Among the records that follow, find each line holding the word "with" and copy it.

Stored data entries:

——

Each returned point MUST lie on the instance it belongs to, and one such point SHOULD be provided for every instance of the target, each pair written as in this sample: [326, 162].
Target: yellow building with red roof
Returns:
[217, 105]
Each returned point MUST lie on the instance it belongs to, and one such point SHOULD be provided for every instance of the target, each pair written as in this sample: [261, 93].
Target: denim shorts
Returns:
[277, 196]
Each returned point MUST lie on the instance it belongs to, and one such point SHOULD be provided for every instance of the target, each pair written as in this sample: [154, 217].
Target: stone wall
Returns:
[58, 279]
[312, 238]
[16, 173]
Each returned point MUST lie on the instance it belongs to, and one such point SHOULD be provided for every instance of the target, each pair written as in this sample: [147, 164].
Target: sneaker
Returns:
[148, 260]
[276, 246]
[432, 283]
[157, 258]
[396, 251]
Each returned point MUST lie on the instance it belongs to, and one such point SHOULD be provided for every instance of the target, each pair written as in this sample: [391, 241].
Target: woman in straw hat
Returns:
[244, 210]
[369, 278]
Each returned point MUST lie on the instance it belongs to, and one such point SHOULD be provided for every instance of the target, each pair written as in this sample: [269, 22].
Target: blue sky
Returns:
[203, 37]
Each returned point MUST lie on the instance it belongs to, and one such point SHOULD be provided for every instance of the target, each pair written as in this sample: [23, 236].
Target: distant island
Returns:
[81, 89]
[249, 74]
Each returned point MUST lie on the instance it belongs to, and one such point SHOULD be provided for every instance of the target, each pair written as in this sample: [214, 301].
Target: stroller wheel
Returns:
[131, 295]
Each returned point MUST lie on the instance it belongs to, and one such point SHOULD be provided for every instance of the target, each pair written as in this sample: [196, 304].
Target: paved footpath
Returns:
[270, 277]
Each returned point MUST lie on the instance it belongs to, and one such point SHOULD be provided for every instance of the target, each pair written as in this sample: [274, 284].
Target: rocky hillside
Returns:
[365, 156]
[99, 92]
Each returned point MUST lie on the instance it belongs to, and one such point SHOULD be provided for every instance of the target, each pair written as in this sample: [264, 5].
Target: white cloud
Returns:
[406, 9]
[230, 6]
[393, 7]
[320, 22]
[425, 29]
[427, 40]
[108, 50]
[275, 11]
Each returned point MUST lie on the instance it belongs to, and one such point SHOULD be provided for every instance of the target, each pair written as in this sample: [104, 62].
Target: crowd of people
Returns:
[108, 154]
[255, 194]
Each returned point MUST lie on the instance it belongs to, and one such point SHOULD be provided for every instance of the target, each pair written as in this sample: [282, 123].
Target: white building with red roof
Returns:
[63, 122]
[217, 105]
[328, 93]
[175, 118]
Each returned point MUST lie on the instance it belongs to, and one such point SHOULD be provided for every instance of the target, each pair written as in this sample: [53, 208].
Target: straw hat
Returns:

——

SOLUTION FOR THIS EXERCISE:
Target: yellow building with red roof
Target: white building with red roof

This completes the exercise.